• Task statement:
Report each line of the records that contains the word "jeans".
_ _ _ _ _
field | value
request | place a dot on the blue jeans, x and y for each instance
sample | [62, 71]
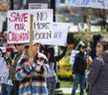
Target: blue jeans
[78, 79]
[6, 89]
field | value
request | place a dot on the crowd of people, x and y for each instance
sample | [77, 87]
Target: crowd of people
[91, 73]
[22, 74]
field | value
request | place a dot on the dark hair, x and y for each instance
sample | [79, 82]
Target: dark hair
[35, 58]
[24, 60]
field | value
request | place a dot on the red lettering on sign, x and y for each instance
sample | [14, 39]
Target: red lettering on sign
[18, 17]
[17, 37]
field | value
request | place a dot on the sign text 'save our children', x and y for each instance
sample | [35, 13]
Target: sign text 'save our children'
[18, 26]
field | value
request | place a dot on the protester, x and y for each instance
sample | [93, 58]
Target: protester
[8, 58]
[20, 53]
[52, 62]
[98, 79]
[4, 77]
[39, 74]
[79, 68]
[23, 75]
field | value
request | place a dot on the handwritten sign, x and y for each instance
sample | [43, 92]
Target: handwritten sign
[19, 23]
[100, 4]
[18, 26]
[57, 34]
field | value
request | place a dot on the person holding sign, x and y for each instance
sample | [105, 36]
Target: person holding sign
[5, 81]
[39, 74]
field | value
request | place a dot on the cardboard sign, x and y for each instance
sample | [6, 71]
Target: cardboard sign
[38, 5]
[100, 4]
[56, 34]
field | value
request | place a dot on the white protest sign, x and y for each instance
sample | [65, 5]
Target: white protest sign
[57, 34]
[38, 5]
[18, 26]
[100, 4]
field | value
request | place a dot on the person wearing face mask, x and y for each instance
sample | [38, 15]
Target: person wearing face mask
[6, 83]
[23, 75]
[39, 74]
[98, 77]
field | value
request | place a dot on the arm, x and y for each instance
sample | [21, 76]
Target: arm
[59, 57]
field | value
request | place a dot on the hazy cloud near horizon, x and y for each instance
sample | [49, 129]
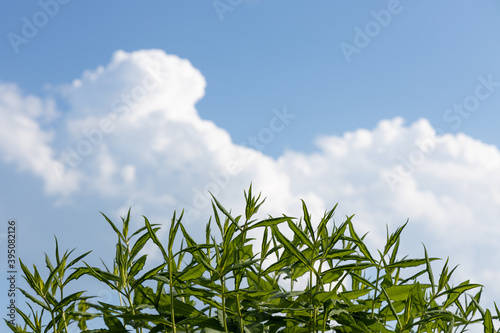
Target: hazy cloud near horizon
[129, 132]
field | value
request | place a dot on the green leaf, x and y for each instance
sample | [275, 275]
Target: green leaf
[391, 307]
[399, 292]
[307, 219]
[409, 263]
[393, 238]
[271, 222]
[300, 234]
[120, 236]
[429, 272]
[137, 266]
[292, 249]
[192, 273]
[113, 323]
[152, 234]
[148, 275]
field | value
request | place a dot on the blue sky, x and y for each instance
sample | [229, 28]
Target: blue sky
[419, 68]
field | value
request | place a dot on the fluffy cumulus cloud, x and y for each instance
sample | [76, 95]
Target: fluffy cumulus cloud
[130, 135]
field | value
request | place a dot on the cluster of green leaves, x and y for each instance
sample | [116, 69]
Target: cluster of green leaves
[229, 283]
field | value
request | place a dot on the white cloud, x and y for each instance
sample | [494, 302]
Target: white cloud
[133, 136]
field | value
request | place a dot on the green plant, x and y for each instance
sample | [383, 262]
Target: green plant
[229, 283]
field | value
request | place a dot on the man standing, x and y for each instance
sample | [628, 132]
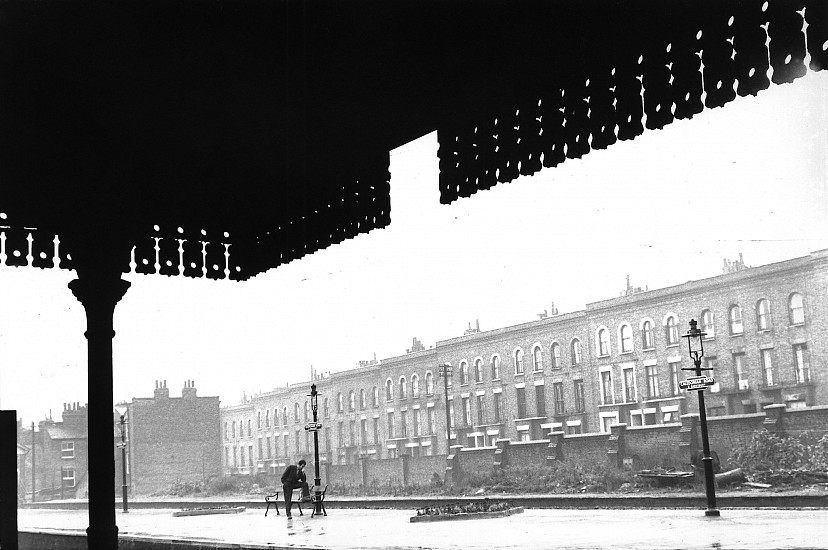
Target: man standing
[293, 478]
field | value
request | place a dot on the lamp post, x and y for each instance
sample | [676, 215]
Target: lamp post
[317, 480]
[121, 410]
[445, 373]
[695, 347]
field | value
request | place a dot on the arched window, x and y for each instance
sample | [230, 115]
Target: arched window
[796, 309]
[708, 324]
[763, 320]
[603, 341]
[429, 383]
[495, 367]
[647, 341]
[556, 355]
[671, 330]
[537, 358]
[735, 314]
[575, 351]
[464, 373]
[518, 361]
[625, 335]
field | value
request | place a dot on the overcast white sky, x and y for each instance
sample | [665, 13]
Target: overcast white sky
[665, 208]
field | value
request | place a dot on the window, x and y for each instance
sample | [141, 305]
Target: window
[763, 320]
[708, 325]
[556, 356]
[495, 367]
[67, 449]
[671, 330]
[739, 371]
[521, 401]
[575, 351]
[557, 393]
[647, 341]
[607, 393]
[404, 424]
[603, 342]
[498, 406]
[802, 363]
[537, 358]
[580, 400]
[67, 477]
[625, 335]
[652, 381]
[629, 385]
[518, 361]
[767, 366]
[736, 326]
[674, 389]
[796, 309]
[540, 400]
[464, 373]
[390, 425]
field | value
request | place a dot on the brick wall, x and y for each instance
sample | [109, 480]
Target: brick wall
[654, 446]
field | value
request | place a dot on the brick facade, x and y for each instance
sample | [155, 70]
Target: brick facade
[631, 378]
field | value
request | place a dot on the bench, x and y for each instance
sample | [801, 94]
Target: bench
[319, 498]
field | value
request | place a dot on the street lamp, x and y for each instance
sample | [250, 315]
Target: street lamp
[445, 373]
[695, 348]
[121, 410]
[317, 481]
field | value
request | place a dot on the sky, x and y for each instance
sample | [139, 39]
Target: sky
[665, 208]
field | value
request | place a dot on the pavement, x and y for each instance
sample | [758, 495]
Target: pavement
[348, 529]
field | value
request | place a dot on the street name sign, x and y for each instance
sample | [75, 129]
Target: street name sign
[695, 383]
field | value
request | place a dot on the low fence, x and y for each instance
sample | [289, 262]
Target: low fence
[640, 447]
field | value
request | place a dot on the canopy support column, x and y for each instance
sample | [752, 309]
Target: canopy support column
[99, 291]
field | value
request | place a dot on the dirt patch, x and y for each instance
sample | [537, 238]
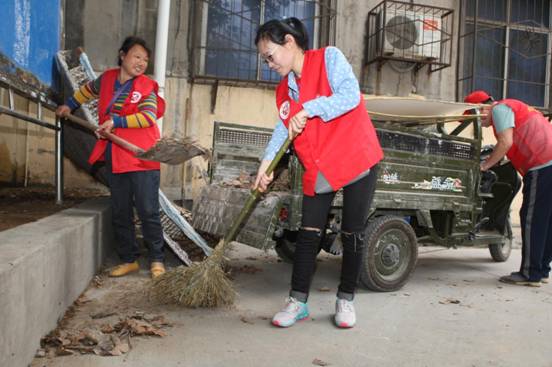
_ _ _ _ _
• Output for this task:
request | place a dot on the blue jeans, x and y for each instance
Target: blue jeans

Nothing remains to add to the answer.